* Supplied records:
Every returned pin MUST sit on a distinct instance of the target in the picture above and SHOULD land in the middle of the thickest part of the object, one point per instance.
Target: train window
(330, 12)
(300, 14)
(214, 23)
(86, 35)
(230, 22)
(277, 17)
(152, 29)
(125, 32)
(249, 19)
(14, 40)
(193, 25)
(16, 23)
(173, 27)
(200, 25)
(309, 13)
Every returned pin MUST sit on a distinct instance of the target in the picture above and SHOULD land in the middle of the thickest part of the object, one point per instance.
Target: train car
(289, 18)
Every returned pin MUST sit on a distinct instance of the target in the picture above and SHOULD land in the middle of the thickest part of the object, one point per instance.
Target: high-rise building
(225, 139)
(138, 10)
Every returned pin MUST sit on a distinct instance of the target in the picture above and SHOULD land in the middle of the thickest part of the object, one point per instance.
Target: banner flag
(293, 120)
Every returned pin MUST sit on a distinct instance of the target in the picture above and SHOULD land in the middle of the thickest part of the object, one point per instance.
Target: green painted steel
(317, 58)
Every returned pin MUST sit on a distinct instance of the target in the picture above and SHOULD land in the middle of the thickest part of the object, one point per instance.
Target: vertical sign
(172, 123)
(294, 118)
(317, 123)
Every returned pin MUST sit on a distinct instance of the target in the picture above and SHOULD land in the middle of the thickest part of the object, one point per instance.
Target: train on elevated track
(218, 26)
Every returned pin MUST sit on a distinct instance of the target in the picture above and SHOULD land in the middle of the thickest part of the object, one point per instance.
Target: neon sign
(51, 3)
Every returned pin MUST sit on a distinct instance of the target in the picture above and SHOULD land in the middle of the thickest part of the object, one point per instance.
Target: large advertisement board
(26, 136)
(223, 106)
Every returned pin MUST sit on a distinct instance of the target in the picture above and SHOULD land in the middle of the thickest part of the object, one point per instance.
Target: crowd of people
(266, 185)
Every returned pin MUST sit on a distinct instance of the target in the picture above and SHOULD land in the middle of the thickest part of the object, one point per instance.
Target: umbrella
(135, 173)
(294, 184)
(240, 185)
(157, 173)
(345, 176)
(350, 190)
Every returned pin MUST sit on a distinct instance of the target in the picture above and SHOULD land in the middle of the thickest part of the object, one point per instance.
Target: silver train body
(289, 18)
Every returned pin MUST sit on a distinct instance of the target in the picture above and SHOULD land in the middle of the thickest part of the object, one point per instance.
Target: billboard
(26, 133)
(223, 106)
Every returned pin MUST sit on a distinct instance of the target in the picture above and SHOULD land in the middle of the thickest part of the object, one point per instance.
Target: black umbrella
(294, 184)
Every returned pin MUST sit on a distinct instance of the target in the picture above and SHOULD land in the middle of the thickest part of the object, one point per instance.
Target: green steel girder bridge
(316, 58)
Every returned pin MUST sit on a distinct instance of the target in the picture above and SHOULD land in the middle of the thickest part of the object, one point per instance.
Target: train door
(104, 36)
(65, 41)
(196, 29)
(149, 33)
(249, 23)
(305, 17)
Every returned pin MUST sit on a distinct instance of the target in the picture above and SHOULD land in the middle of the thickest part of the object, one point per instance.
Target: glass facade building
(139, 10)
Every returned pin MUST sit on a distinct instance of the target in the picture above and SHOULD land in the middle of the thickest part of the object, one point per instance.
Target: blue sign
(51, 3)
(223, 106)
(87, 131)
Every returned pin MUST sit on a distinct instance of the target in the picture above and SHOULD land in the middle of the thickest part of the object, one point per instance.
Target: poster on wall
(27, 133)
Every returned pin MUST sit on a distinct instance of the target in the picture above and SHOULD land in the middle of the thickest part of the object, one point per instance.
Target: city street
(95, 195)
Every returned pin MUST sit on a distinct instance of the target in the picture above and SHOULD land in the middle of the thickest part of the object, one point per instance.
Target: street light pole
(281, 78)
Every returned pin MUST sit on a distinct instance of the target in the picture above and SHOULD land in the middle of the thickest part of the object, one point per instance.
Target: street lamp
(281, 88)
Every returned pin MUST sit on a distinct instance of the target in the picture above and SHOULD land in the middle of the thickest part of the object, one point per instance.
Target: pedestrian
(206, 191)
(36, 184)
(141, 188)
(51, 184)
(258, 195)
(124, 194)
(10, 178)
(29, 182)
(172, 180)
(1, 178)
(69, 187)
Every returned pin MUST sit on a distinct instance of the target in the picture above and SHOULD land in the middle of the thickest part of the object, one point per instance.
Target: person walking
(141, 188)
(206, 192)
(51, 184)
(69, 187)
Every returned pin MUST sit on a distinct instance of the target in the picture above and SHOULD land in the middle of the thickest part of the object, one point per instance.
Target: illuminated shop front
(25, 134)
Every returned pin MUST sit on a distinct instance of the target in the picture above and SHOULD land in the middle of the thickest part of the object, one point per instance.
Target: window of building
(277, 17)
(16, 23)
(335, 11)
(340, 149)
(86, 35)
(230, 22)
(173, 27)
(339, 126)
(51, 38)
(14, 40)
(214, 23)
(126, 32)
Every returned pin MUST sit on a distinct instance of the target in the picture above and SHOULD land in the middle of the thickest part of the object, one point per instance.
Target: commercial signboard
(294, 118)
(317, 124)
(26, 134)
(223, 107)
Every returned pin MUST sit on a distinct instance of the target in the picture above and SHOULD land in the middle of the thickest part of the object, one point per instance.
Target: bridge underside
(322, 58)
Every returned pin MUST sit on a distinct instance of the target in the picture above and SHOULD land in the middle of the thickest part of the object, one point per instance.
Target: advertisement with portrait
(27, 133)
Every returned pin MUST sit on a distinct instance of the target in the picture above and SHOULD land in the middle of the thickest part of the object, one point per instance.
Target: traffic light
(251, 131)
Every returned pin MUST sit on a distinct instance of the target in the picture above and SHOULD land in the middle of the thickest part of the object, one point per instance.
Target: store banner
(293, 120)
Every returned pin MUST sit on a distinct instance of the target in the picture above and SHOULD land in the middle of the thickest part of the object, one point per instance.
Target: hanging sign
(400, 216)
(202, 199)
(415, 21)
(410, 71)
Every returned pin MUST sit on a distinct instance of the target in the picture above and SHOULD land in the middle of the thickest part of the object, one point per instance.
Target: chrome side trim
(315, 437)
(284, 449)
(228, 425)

* Task brief: Write out the material exactly as given.

* Solution to this task:
Every returned pin MUST sit on a distinct instance of the target in the picture above and SHOULD land in the middle of the thickest part of the object, one point per instance.
Target: train window
(330, 12)
(300, 14)
(214, 23)
(86, 35)
(230, 22)
(277, 17)
(152, 29)
(125, 32)
(249, 19)
(14, 40)
(193, 25)
(16, 23)
(173, 27)
(200, 25)
(309, 13)
Every returned pin MUST sit on a distinct instance of the target in the picture above and SHOULD land in the middle of the thickest part of the object, one point per instance.
Target: train car
(289, 18)
Every returned pin MUST sit on a distinct instance of the target in the picture above and SHOULD land in the middle of the thickest part of the object, one point per instance.
Target: high-rise building
(225, 139)
(138, 10)
Every returned pin MUST sit on a distinct instance of the target in the picture above and SHOULD land in the middle of the thickest part of the object, one point per instance.
Target: banner flag
(293, 120)
Every returned pin MUST sit on a distinct instance of the target in the picture above and SHOULD land in the middle of the thickest part of the object, one point per instance.
Target: green painted steel
(317, 58)
Every returned pin MUST sit on a distinct instance of the target in the picture above and SHOULD land in the middle of the thickest part of the object, one point per instance.
Target: vertical sign
(172, 123)
(294, 118)
(317, 123)
Every returned pin MUST sit on a distinct instance of the target in the picture above and SHOULD land in the middle of the thickest part of the object, one point per instance.
Target: train on elevated track
(218, 26)
Every returned pin MUST sit on a distinct instance of the target in the picture above and SHOULD land in the middle of the thickest part of the object, one point per instance.
Target: neon sign
(51, 3)
Every returned pin MUST sit on a distinct instance of the target in the picture above and SHOULD land in the middle of the thickest part of the object, one point per instance.
Target: large advertisement board
(26, 136)
(223, 106)
Every returned pin MUST sit on a distinct instance of the target in the picture above and SHOULD land in the middle of the thickest part of the object, one point per instance.
Target: crowd of people
(266, 185)
Every returned pin MUST sit on a distinct instance of the target in the picture above and SHOULD land in the middle of the thickest part of the object, one point per instance.
Target: umbrella
(135, 173)
(294, 184)
(240, 185)
(157, 173)
(345, 176)
(350, 190)
Every returned pin MUST sit on a distinct instance of the target in the picture above and SHOULD land in the middle of the thickest part of the object, one point per instance.
Target: silver train body
(289, 18)
Every returned pin MUST sit on a distinct instance of the target in the picture above and SHOULD land in the middle of the thickest part of the object, one point per instance.
Target: billboard
(26, 133)
(223, 106)
Every returned pin MUST sit on a distinct instance of the target in the picture above and SHOULD land in the middle of the thickest part of the object, one point per instance.
Target: black umbrella
(294, 184)
Every returned pin MUST sit on a distinct instance of the target in the picture above and SHOULD land in the middle of the thickest part of the object, one point per instance.
Target: green steel girder bridge
(316, 58)
Every returned pin MUST sit on a distinct instance of the target in the picture above and SHOULD land in the middle of the thickest part of the object, one point per instance.
Target: train door
(104, 36)
(65, 41)
(196, 29)
(149, 33)
(249, 23)
(305, 17)
Every returned pin MUST sit on a distinct instance of the target in the picture above and SHOULD land in the middle of the thickest part of the object, one point per instance.
Target: glass facade building
(139, 10)
Every returned pin MUST sit on a distinct instance of the target in the picture above and SHOULD land in the middle of the thickest part of the object, one point per instance.
Target: blue sign
(51, 3)
(223, 106)
(87, 131)
Every returned pin MUST sit on a distinct instance of the target in the picture above and SHOULD land in the middle of the thickest part of the object, one point per instance.
Target: poster on wall
(27, 133)
Every returned pin MUST sit on a distinct instance of the target in the picture above and SHOULD land in the middle of the thickest part of the object, one point per instance.
Target: city street
(95, 195)
Every returned pin MUST sit on a distinct instance of the target in the picture above and SHOULD land in the middle of the thickest part of the object, one point per instance.
Target: street light pole
(281, 78)
Every returned pin MUST sit on a distinct instance of the target in the picture above and SHOULD land in the middle of the thickest part of the object, one point per instance.
Target: street lamp
(281, 88)
Every returned pin MUST sit on a distinct instance of the target in the picture above and SHOULD land in the middle of the thickest part of the object, one point per instance.
Target: pedestrian
(206, 191)
(36, 184)
(141, 188)
(51, 184)
(258, 195)
(124, 194)
(10, 178)
(29, 182)
(172, 180)
(1, 178)
(69, 187)
Every returned pin MUST sit on a distinct instance of the target in the picture above and SHOULD land in the middle of the thickest part of the object, one point per instance.
Target: person walking
(141, 188)
(206, 192)
(51, 184)
(69, 187)
Every returned pin MUST sit on a distinct instance of the target in the picture above and SHOULD land in the middle of the thickest part of the object, one point per instance.
Target: illuminated shop front
(25, 134)
Every returned pin MUST sit on a distinct instance of the target in the picture above and SHOULD land in the middle of the thickest part of the object, one point per instance.
Target: window of building
(277, 17)
(16, 23)
(335, 11)
(340, 149)
(86, 35)
(230, 22)
(173, 27)
(339, 126)
(51, 38)
(14, 40)
(214, 23)
(126, 32)
Every returned pin MUST sit on a distinct instance of the target in the picture above and SHOULD land in the middle of the thickest part of the object, one point per instance.
Target: commercial signboard
(294, 118)
(317, 124)
(26, 134)
(223, 107)
Every returned pin MUST sit on a distinct instance of the target in the picture above and SHOULD land in the middle of the thickest part of the object, one point per instance.
Target: bridge underside
(322, 58)
Every returned pin MUST sit on a distinct instance of the target in the picture above and SHOULD land in the middle of the thickest part of the object, one point per instance.
Target: advertisement with portrait
(27, 133)
Every returned pin MUST sit on a distinct instance of the target in the picture above and SHOULD land in the middle of the thickest part of the object, one point per instance.
Target: traffic light
(251, 131)
Every returned pin MUST sit on a distinct instance of the target in the picture above and SHOULD land in the middle of the thickest part of the object, one point per instance.
Target: store banner
(293, 120)
Every returned pin MUST sit on a distinct instance of the target in the picture above and SHOULD land in the middle of the thickest part of the object, one point per instance.
Target: hanging sign
(400, 216)
(202, 199)
(415, 21)
(410, 71)
Every returned pin MUST sit on a distinct instance of the target in the picture above and SHOULD land in the middle of the thickest part of the object, one point per instance.
Target: chrome side trim
(315, 437)
(284, 449)
(228, 425)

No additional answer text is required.